SET EXERCISE -> Rewrite the entries below, swapping every "single marker" for "single dot" and leaving everything else untouched.

RECORDS SHOWN ->
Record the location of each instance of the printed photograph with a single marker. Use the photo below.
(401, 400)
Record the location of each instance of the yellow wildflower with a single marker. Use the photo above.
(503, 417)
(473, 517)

THE COMPLETED TASK ->
Record the location of each instance of the printed photograph with a single dot. Use the photo below.
(401, 400)
Record the location of each instance of the yellow wildflower with a single dot. Use the photo above.
(503, 417)
(473, 517)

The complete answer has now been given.